==== STUDY MATERIAL
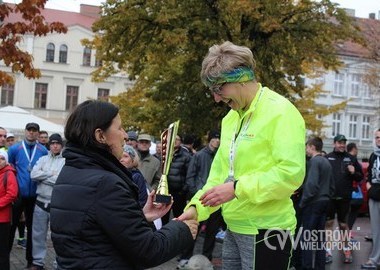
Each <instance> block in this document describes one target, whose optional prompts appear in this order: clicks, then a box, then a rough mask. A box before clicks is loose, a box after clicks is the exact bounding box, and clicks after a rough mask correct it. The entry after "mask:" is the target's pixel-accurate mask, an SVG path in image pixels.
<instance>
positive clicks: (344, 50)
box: [337, 18, 380, 58]
mask: <svg viewBox="0 0 380 270" xmlns="http://www.w3.org/2000/svg"><path fill="white" fill-rule="evenodd" d="M354 22H355V23H357V25H358V26H359V28H360V31H361V33H362V34H363V37H364V39H365V40H366V41H367V44H368V45H370V44H372V45H375V44H377V43H378V41H379V40H380V20H376V19H364V18H354ZM337 52H338V54H339V55H344V56H353V57H364V58H373V52H372V51H371V49H370V47H363V46H362V45H360V44H358V43H355V42H351V41H346V42H344V43H341V44H338V45H337Z"/></svg>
========
DIRECTIVE
Write out the data again with "rough mask" swapped for "coarse mask" and everything else unchanged. Leave out the pictures.

SOLUTION TO THE PROBLEM
Each <instance> block in this document describes one target, whose optional prompts appear in this order: clicks, then a box, then a coarse mask. A box before clicks is loose, a box after clicks is the exact bounding box, and clicks after a coarse mask correct it. The entry after "mask:" is the target's pixel-accurate mask, an SVG path in image pixels.
<instance>
positive clicks: (344, 50)
box: [337, 18, 380, 58]
mask: <svg viewBox="0 0 380 270" xmlns="http://www.w3.org/2000/svg"><path fill="white" fill-rule="evenodd" d="M354 22H355V23H357V25H358V26H359V28H360V31H361V33H362V34H363V37H364V39H365V40H366V41H367V44H368V45H370V44H372V45H375V44H377V43H378V41H379V40H380V20H376V19H364V18H354ZM337 52H338V54H339V55H344V56H353V57H364V58H373V52H372V51H371V49H370V47H363V46H362V45H360V44H358V43H355V42H351V41H346V42H344V43H341V44H338V45H337Z"/></svg>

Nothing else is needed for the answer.